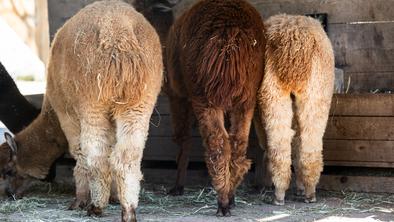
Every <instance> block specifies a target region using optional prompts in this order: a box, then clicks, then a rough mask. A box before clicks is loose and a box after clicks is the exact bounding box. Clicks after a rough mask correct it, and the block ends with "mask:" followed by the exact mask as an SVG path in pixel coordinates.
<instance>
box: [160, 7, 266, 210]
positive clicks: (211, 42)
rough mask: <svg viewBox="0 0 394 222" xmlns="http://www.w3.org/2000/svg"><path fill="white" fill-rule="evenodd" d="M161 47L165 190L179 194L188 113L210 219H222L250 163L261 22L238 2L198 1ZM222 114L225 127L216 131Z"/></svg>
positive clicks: (187, 13)
mask: <svg viewBox="0 0 394 222" xmlns="http://www.w3.org/2000/svg"><path fill="white" fill-rule="evenodd" d="M166 44H167V45H166V46H167V47H166V64H167V69H168V79H169V86H168V88H169V90H168V95H169V98H170V106H171V117H172V121H173V128H174V139H175V141H176V143H177V144H178V145H180V146H181V151H180V153H179V156H178V174H177V181H176V185H175V187H174V188H173V189H171V191H170V193H171V194H175V195H177V194H182V192H183V186H184V182H185V176H186V169H187V164H188V155H189V152H190V149H191V133H190V131H191V124H192V120H191V119H192V118H193V114H194V115H195V116H196V117H197V120H198V123H199V129H200V133H201V136H202V138H203V141H204V146H205V148H206V151H205V162H206V164H207V168H208V171H209V174H210V175H211V177H212V184H213V186H214V188H215V190H216V191H217V192H218V211H217V214H218V215H223V216H229V215H230V206H232V205H233V204H234V196H235V191H236V188H237V187H238V185H239V184H240V183H241V181H242V179H243V176H244V174H245V173H246V172H247V171H248V169H249V167H250V164H251V162H250V160H248V159H247V158H246V148H247V145H248V136H249V129H250V123H251V119H252V117H253V111H254V106H255V101H256V92H257V89H258V87H259V86H260V82H261V79H262V74H263V64H262V63H261V61H263V60H264V47H265V37H264V25H263V23H262V20H261V17H260V15H259V13H258V12H257V11H256V10H255V9H254V8H253V7H252V6H251V5H250V4H248V3H247V2H246V1H243V0H229V1H221V0H203V1H200V2H198V3H197V4H196V5H195V6H193V7H192V8H191V9H190V10H188V11H186V12H185V13H184V14H183V15H182V16H181V17H180V18H179V19H178V20H177V21H176V22H175V23H174V25H173V26H172V28H171V30H170V31H169V35H168V38H167V43H166ZM225 115H226V116H228V117H229V119H230V122H231V127H230V129H226V127H225V126H224V118H225Z"/></svg>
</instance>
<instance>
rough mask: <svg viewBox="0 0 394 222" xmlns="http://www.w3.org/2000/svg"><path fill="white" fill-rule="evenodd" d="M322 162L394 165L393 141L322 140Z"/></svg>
mask: <svg viewBox="0 0 394 222" xmlns="http://www.w3.org/2000/svg"><path fill="white" fill-rule="evenodd" d="M323 146H324V149H323V153H324V160H325V161H336V162H340V161H342V162H365V163H367V162H373V163H375V164H376V163H390V164H394V141H368V140H324V145H323Z"/></svg>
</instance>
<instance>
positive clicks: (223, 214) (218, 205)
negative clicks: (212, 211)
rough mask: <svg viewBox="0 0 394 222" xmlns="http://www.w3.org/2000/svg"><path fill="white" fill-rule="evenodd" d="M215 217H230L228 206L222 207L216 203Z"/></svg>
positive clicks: (224, 206)
mask: <svg viewBox="0 0 394 222" xmlns="http://www.w3.org/2000/svg"><path fill="white" fill-rule="evenodd" d="M216 216H217V217H230V216H231V212H230V205H227V206H225V205H223V204H221V203H218V210H217V211H216Z"/></svg>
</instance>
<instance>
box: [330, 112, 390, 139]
mask: <svg viewBox="0 0 394 222" xmlns="http://www.w3.org/2000/svg"><path fill="white" fill-rule="evenodd" d="M324 138H325V139H350V140H394V117H336V116H335V117H330V118H329V120H328V124H327V129H326V133H325V135H324Z"/></svg>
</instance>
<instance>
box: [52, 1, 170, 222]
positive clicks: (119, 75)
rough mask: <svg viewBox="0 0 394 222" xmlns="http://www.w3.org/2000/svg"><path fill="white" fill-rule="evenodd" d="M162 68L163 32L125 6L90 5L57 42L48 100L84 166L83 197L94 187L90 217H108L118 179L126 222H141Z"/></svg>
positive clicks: (124, 214) (83, 173)
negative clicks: (142, 180) (107, 216)
mask: <svg viewBox="0 0 394 222" xmlns="http://www.w3.org/2000/svg"><path fill="white" fill-rule="evenodd" d="M162 66H163V64H162V56H161V46H160V41H159V37H158V35H157V34H156V32H155V30H154V29H153V27H152V26H151V25H150V24H149V23H148V22H147V21H146V19H145V18H144V17H143V16H142V15H141V14H139V13H138V12H136V11H135V10H134V8H133V7H132V6H130V5H128V4H126V3H123V2H121V1H100V2H95V3H93V4H91V5H89V6H87V7H85V8H84V9H82V10H81V11H80V12H78V13H77V14H76V15H75V16H73V17H72V18H71V19H70V20H68V21H67V22H66V23H65V24H64V26H63V27H62V28H61V29H60V30H59V31H58V32H57V34H56V36H55V39H54V41H53V45H52V49H51V55H50V61H49V64H48V86H47V94H46V96H47V98H48V100H49V102H50V103H51V104H52V107H53V108H54V110H55V111H56V114H57V116H58V118H59V122H60V124H61V127H62V129H63V131H64V134H65V135H66V138H67V140H68V142H69V149H70V153H71V154H72V155H73V156H74V158H75V159H76V161H77V164H76V166H75V169H74V176H75V180H76V189H77V191H76V192H77V197H81V195H86V194H87V193H89V192H87V191H86V187H87V185H88V187H89V190H90V195H91V205H90V207H89V208H88V214H89V215H90V214H96V215H101V213H102V209H103V208H104V207H105V206H106V205H107V203H108V198H109V194H110V185H111V178H114V180H115V182H116V185H117V192H118V197H119V201H120V203H121V206H122V221H135V220H136V217H135V208H136V207H137V205H138V193H139V190H140V180H141V179H142V174H141V171H140V162H141V158H142V153H143V149H144V146H145V141H146V138H147V134H148V128H149V119H150V116H151V114H152V111H153V107H154V104H155V102H156V98H157V96H158V94H159V91H160V87H161V82H162V69H163V67H162ZM80 194H81V195H80ZM81 198H82V197H81Z"/></svg>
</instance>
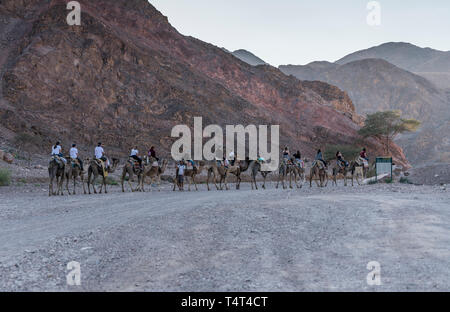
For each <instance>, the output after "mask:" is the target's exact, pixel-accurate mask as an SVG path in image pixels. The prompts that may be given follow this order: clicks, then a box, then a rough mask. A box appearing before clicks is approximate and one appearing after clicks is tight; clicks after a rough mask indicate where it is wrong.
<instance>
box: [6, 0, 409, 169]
mask: <svg viewBox="0 0 450 312" xmlns="http://www.w3.org/2000/svg"><path fill="white" fill-rule="evenodd" d="M79 2H80V3H81V6H82V12H83V14H82V25H81V26H68V25H67V23H66V15H67V12H68V11H67V10H66V7H65V3H66V2H65V1H62V0H54V1H37V0H24V1H13V0H8V1H3V2H2V3H1V4H0V16H1V20H2V21H3V23H4V25H6V27H2V28H1V32H0V39H1V40H0V42H1V48H2V58H1V59H0V74H1V82H2V83H1V90H0V119H1V124H2V127H1V128H0V131H1V132H2V133H4V137H6V140H7V141H11V140H12V139H13V138H14V135H15V134H17V133H22V132H25V133H32V134H34V135H35V136H36V137H39V138H40V140H41V144H39V147H40V151H41V153H44V154H46V153H47V152H48V151H49V149H50V145H51V144H52V143H53V142H54V141H55V140H57V139H59V140H61V141H62V142H63V144H64V145H65V146H68V144H70V143H71V142H73V141H76V142H77V143H78V144H79V146H80V148H81V149H82V150H83V151H84V153H86V151H88V155H87V156H90V153H91V152H92V147H93V145H94V144H95V143H96V142H97V141H103V142H104V143H105V145H106V147H107V149H108V150H110V151H111V150H113V151H114V153H117V154H118V155H122V156H123V155H126V153H127V152H128V149H129V148H130V147H131V146H132V145H135V144H137V145H139V146H141V149H143V148H147V147H148V146H150V145H156V146H158V149H159V150H160V151H163V152H165V153H168V151H169V150H170V146H171V143H172V142H173V141H174V139H172V138H170V137H169V136H170V130H171V128H172V127H173V126H174V125H177V124H188V125H192V123H193V117H194V116H202V117H203V123H204V125H207V124H213V123H214V124H219V125H226V124H279V125H280V131H281V144H289V145H290V146H293V148H295V149H297V148H300V149H302V150H303V152H304V153H305V154H311V155H312V153H313V152H314V150H315V149H316V148H317V147H320V146H323V145H326V144H350V143H354V142H356V141H357V140H358V139H359V137H358V135H357V130H358V129H359V125H358V121H359V120H360V119H359V116H358V115H357V114H356V113H355V111H354V106H353V103H352V102H351V100H350V98H349V97H348V96H347V94H346V93H345V92H342V91H341V90H339V89H338V88H336V87H334V86H331V85H328V84H326V83H314V84H311V83H305V82H301V81H299V80H297V79H296V78H294V77H288V76H286V75H284V74H283V73H282V72H281V71H279V70H278V69H276V68H274V67H271V66H268V65H264V66H257V67H253V66H250V65H248V64H246V63H243V62H241V61H239V60H237V59H236V58H235V57H234V56H233V55H231V54H229V53H227V52H225V51H223V50H222V49H220V48H217V47H215V46H213V45H211V44H208V43H205V42H202V41H200V40H197V39H195V38H192V37H188V36H183V35H181V34H180V33H178V32H177V31H176V29H174V28H173V27H172V26H171V25H170V24H169V23H168V21H167V18H166V17H164V16H163V15H161V13H160V12H159V11H157V10H156V9H155V8H154V7H153V6H152V5H151V4H149V3H148V2H147V1H145V0H128V1H125V0H118V1H114V2H113V3H111V2H110V1H106V0H103V1H102V0H99V1H95V2H92V1H87V0H85V1H79ZM5 144H6V143H5ZM9 144H10V143H9ZM361 144H364V145H367V146H368V147H369V148H370V149H371V150H373V151H381V150H382V148H381V144H380V143H379V142H377V141H375V140H369V141H366V142H362V143H361ZM392 148H393V150H394V152H395V157H396V159H397V162H398V163H402V164H407V162H406V160H405V158H404V155H403V153H402V151H401V149H399V148H398V147H396V146H393V147H392Z"/></svg>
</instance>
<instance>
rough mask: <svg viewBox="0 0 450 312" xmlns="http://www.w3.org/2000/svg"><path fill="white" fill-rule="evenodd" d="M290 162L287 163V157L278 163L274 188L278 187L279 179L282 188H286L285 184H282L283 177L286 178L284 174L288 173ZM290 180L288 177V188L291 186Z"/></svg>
mask: <svg viewBox="0 0 450 312" xmlns="http://www.w3.org/2000/svg"><path fill="white" fill-rule="evenodd" d="M291 166H292V165H291V164H290V163H289V160H287V159H283V160H282V161H281V163H280V165H279V166H278V180H277V185H276V186H275V188H278V184H279V183H280V180H281V184H282V186H283V189H285V188H286V185H285V184H284V179H285V178H286V176H287V175H288V174H289V172H290V171H291ZM289 177H290V178H291V175H289ZM291 181H292V180H291V179H289V186H290V188H292V182H291Z"/></svg>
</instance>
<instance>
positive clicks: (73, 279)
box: [66, 261, 81, 286]
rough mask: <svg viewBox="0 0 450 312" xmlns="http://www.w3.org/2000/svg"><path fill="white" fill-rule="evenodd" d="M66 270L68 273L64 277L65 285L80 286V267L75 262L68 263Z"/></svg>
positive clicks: (77, 263) (80, 275)
mask: <svg viewBox="0 0 450 312" xmlns="http://www.w3.org/2000/svg"><path fill="white" fill-rule="evenodd" d="M67 270H70V272H69V273H68V274H67V275H66V281H67V285H69V286H80V285H81V266H80V263H79V262H77V261H70V262H69V263H67Z"/></svg>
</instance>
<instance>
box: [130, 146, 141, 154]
mask: <svg viewBox="0 0 450 312" xmlns="http://www.w3.org/2000/svg"><path fill="white" fill-rule="evenodd" d="M137 154H139V151H138V150H137V149H134V148H133V149H132V150H131V154H130V156H137Z"/></svg>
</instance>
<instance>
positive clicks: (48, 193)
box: [48, 177, 53, 196]
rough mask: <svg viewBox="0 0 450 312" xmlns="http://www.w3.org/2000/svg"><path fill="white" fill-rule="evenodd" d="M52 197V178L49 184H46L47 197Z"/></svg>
mask: <svg viewBox="0 0 450 312" xmlns="http://www.w3.org/2000/svg"><path fill="white" fill-rule="evenodd" d="M52 195H53V177H50V182H49V184H48V196H52Z"/></svg>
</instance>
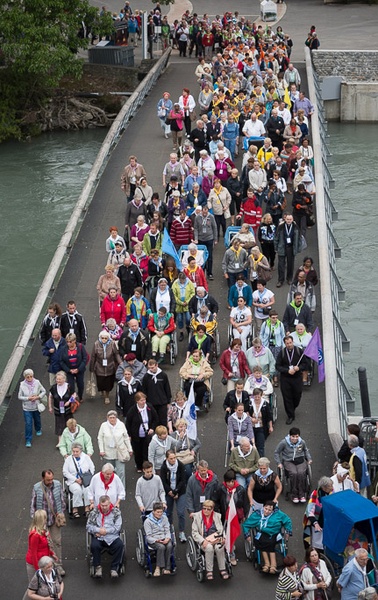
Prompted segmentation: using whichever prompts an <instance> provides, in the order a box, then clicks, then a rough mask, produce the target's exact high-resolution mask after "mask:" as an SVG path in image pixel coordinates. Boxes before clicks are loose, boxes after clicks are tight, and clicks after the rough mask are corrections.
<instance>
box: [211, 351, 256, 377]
mask: <svg viewBox="0 0 378 600" xmlns="http://www.w3.org/2000/svg"><path fill="white" fill-rule="evenodd" d="M238 362H239V370H240V378H241V379H244V378H245V377H246V375H250V374H251V369H250V368H249V366H248V362H247V357H246V355H245V354H244V352H243V350H240V352H239V354H238ZM219 366H220V368H221V369H222V371H223V377H225V378H226V379H230V378H231V377H232V376H233V373H232V367H231V350H230V349H229V348H227V350H225V351H224V352H222V354H221V357H220V359H219Z"/></svg>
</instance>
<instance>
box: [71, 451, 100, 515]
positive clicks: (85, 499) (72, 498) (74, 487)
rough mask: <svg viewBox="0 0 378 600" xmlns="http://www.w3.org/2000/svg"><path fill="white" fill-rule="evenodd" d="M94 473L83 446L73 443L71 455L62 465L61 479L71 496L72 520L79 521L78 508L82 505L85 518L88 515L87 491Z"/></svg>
mask: <svg viewBox="0 0 378 600" xmlns="http://www.w3.org/2000/svg"><path fill="white" fill-rule="evenodd" d="M94 472H95V466H94V464H93V462H92V460H91V458H90V457H89V456H88V455H87V454H85V453H84V452H83V446H82V445H81V444H78V443H77V442H74V443H73V444H72V454H71V456H67V458H66V460H65V461H64V465H63V477H64V479H65V481H66V484H67V486H68V489H69V490H70V492H71V493H72V495H73V498H72V506H73V508H72V515H73V517H74V519H79V518H80V514H79V511H78V507H79V506H83V505H84V510H85V516H86V517H87V516H88V514H89V511H90V509H89V506H90V500H89V489H88V486H89V484H90V482H91V480H92V477H93V475H94Z"/></svg>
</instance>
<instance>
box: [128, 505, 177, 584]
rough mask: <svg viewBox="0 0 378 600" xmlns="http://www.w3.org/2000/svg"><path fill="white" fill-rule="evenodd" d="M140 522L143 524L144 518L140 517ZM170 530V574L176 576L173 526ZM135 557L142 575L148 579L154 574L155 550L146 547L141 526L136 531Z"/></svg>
mask: <svg viewBox="0 0 378 600" xmlns="http://www.w3.org/2000/svg"><path fill="white" fill-rule="evenodd" d="M142 520H143V522H144V520H145V516H142ZM170 529H171V541H172V554H171V574H172V575H175V574H176V570H177V567H176V556H175V554H176V534H175V530H174V527H173V525H171V526H170ZM135 555H136V560H137V563H138V565H139V566H140V567H142V569H143V570H144V575H145V577H146V578H147V579H148V578H149V577H152V574H153V572H154V564H155V562H156V550H155V549H154V548H151V546H149V545H148V542H147V537H146V534H145V532H144V527H143V526H142V527H141V528H140V529H138V531H137V545H136V549H135Z"/></svg>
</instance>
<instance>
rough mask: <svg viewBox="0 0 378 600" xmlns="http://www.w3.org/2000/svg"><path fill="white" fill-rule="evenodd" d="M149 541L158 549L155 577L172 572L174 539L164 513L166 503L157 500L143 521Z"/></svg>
mask: <svg viewBox="0 0 378 600" xmlns="http://www.w3.org/2000/svg"><path fill="white" fill-rule="evenodd" d="M143 528H144V532H145V534H146V539H147V543H148V545H149V546H151V548H153V549H154V550H156V567H155V570H154V573H153V576H154V577H160V575H161V574H163V575H170V574H171V554H172V539H171V529H170V525H169V521H168V517H167V516H166V515H165V514H164V505H163V504H162V503H161V502H155V503H154V505H153V507H152V513H150V514H149V515H148V516H147V518H146V520H145V521H144V523H143Z"/></svg>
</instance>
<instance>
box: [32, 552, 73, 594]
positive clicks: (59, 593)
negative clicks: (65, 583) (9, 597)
mask: <svg viewBox="0 0 378 600" xmlns="http://www.w3.org/2000/svg"><path fill="white" fill-rule="evenodd" d="M38 567H39V569H38V571H37V572H36V573H35V575H34V577H33V579H32V580H31V581H30V583H29V586H28V590H27V598H29V599H30V600H40V599H41V598H56V599H57V600H60V599H61V598H62V596H63V591H64V583H63V581H62V578H61V576H60V575H59V573H58V571H56V570H55V569H54V561H53V559H52V558H51V556H42V558H40V559H39V561H38Z"/></svg>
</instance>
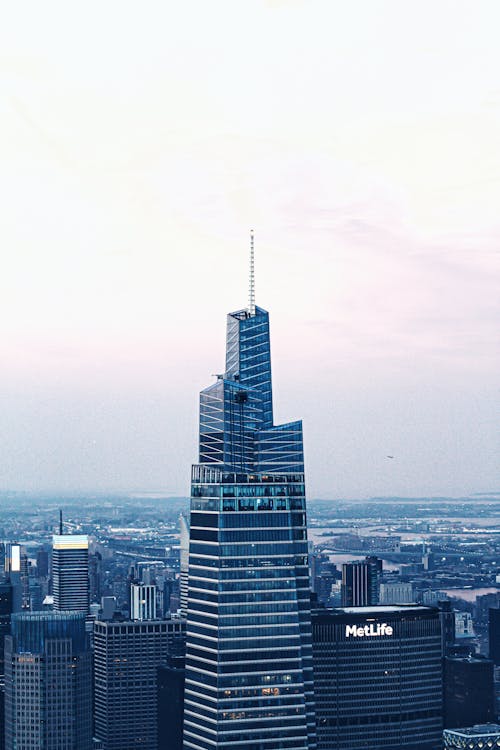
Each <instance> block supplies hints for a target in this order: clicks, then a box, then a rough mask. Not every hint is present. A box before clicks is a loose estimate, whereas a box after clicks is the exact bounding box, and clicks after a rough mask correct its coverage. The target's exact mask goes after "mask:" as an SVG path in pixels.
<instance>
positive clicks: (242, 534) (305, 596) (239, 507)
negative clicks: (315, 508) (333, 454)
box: [184, 285, 315, 750]
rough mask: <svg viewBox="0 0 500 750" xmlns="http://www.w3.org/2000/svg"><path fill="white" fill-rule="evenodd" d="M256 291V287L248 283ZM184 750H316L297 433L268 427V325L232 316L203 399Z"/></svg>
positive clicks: (299, 459)
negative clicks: (219, 365) (216, 376)
mask: <svg viewBox="0 0 500 750" xmlns="http://www.w3.org/2000/svg"><path fill="white" fill-rule="evenodd" d="M251 288H253V286H252V285H251ZM199 461H200V463H199V464H197V465H195V466H193V470H192V489H191V516H190V519H191V522H190V552H189V593H188V616H187V645H186V689H185V703H184V748H185V749H186V750H188V749H190V748H192V749H193V750H209V749H212V748H214V747H217V748H220V749H221V750H223V749H224V750H233V749H236V748H243V747H245V748H252V749H257V748H266V749H267V750H277V749H278V748H290V750H291V749H292V748H293V749H294V750H306V749H308V750H313V748H315V739H314V737H315V721H314V711H313V675H312V652H311V640H310V639H311V629H310V628H311V624H310V590H309V567H308V554H307V553H308V545H307V528H306V507H305V490H304V459H303V445H302V424H301V422H293V423H290V424H284V425H274V421H273V404H272V382H271V358H270V339H269V315H268V313H267V312H266V311H265V310H263V309H262V308H260V307H256V306H255V303H254V301H253V299H252V298H251V300H250V304H249V307H248V309H246V310H239V311H237V312H234V313H231V314H230V315H228V319H227V350H226V371H225V374H223V375H218V376H217V381H216V382H215V383H214V384H213V385H211V386H209V387H208V388H206V389H205V390H204V391H202V393H201V396H200V451H199Z"/></svg>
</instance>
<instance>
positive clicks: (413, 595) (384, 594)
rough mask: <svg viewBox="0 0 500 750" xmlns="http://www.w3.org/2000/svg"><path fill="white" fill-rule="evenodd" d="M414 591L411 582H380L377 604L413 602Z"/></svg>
====
TASK DETAILS:
Scan the records for the word "this" and copy every line where it is found.

TASK SOLUTION:
Every <instance> block specifies a target region using optional prompts in this order: a box, then clicks, then a rough mask. A box before clicks is loose and a box after clicks is the exact bounding box. Clicks after a rough mask correct it, and the block ends with "mask:" followed by the exact mask as an SVG path in pixel coordinates.
For each <instance>, the output after "mask:" is the target's exact, pixel-accurate mask as an SVG path in image pixels. The prompts that may be given follow this order: clicks, then a box, then a rough mask. A box appearing before clicks is approximate and one appearing after clicks is tight; clicks after a rough mask indicate where it is wrong.
Each <instance> block supplies hints for a target in this order: clicks, then a box, then a rough mask. Not every hint is present. A box before clicks is a loose estimate, whereas a box after clicks is the exact bounding box, and clicks after a rough mask correct its coverage. The target's exact mask goes after "mask:" as an SVG path in pixels.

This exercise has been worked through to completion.